** Instruction **
Only the lines from the line holding "[locate] stainless steel" to the last line should be output, each exactly as given.
##### Data for this task
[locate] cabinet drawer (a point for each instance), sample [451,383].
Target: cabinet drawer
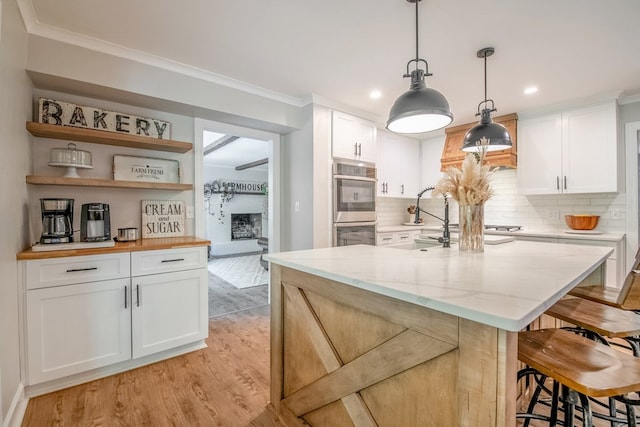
[163,261]
[44,273]
[385,239]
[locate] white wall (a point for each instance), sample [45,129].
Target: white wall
[218,229]
[297,187]
[508,207]
[15,110]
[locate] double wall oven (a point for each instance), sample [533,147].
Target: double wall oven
[354,203]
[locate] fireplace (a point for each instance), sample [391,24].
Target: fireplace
[246,226]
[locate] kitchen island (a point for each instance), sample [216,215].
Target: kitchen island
[367,336]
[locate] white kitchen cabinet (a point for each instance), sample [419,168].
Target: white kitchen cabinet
[82,313]
[75,328]
[169,310]
[560,153]
[430,154]
[398,166]
[353,138]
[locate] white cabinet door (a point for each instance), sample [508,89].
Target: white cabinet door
[75,328]
[168,310]
[430,155]
[398,165]
[353,138]
[562,153]
[589,143]
[540,155]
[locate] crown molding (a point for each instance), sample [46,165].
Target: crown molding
[37,28]
[630,98]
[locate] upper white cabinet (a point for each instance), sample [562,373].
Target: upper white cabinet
[353,138]
[430,153]
[398,165]
[561,153]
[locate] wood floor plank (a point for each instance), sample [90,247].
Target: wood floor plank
[226,385]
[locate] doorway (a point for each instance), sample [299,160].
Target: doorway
[236,212]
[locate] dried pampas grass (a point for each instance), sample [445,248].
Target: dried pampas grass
[469,185]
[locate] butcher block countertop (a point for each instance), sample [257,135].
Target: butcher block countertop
[134,246]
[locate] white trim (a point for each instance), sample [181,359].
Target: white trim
[17,409]
[632,144]
[200,125]
[629,99]
[37,28]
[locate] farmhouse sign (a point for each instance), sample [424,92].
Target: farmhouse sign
[238,187]
[163,218]
[66,114]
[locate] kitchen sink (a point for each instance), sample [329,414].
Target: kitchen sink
[410,246]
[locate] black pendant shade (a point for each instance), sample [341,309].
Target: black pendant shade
[420,109]
[497,135]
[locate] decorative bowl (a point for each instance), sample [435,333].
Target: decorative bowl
[582,222]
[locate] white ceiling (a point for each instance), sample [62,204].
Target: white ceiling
[340,50]
[239,152]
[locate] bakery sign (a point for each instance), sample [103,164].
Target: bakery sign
[67,114]
[163,218]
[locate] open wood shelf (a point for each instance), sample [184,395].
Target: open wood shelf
[108,138]
[106,183]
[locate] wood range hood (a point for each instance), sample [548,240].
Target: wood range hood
[452,155]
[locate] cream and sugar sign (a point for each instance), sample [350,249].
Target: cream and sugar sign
[163,218]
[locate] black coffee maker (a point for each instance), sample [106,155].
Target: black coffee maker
[57,220]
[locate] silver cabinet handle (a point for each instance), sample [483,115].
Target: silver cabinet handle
[173,260]
[74,270]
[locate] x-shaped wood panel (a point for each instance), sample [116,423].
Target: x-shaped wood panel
[343,381]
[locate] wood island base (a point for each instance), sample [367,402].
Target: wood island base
[344,356]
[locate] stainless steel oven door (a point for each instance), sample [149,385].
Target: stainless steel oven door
[354,199]
[356,233]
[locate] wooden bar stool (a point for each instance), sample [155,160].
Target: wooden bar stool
[583,368]
[599,320]
[626,298]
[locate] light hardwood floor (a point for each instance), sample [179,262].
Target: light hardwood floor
[226,384]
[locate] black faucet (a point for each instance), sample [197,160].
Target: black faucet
[445,239]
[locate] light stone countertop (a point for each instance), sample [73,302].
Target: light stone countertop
[526,232]
[506,286]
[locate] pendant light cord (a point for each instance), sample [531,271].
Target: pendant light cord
[485,77]
[417,51]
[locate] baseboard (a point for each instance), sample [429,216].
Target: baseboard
[17,409]
[94,374]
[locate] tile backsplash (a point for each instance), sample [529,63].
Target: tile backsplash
##########
** Task result **
[locate] stainless steel oven door (a point for each instance), sample [149,385].
Target: stainless steel oven door
[354,199]
[356,233]
[locate] wooden bar stool (a point for each instance), sample [155,160].
Target: wooden bar stool
[583,368]
[599,320]
[626,298]
[locate] light hardwood floor (a point for each instance), sample [179,262].
Target: light hardwood floor
[226,384]
[locate] black faucet (a point for each instance), sample [197,160].
Target: black faucet
[445,239]
[locate] light stone countertop (a point for each instance), sample [73,302].
Target: light stone countertop
[526,232]
[506,286]
[locate] pendant light cord (a point for each instance), sample [531,271].
Target: pendant light cord
[485,77]
[417,51]
[locate] baseboard (a point for each instance), sample [429,216].
Target: baseboard
[17,409]
[94,374]
[locate] tile backsplash (a point for each instance), sample [529,63].
Target: tile backsplash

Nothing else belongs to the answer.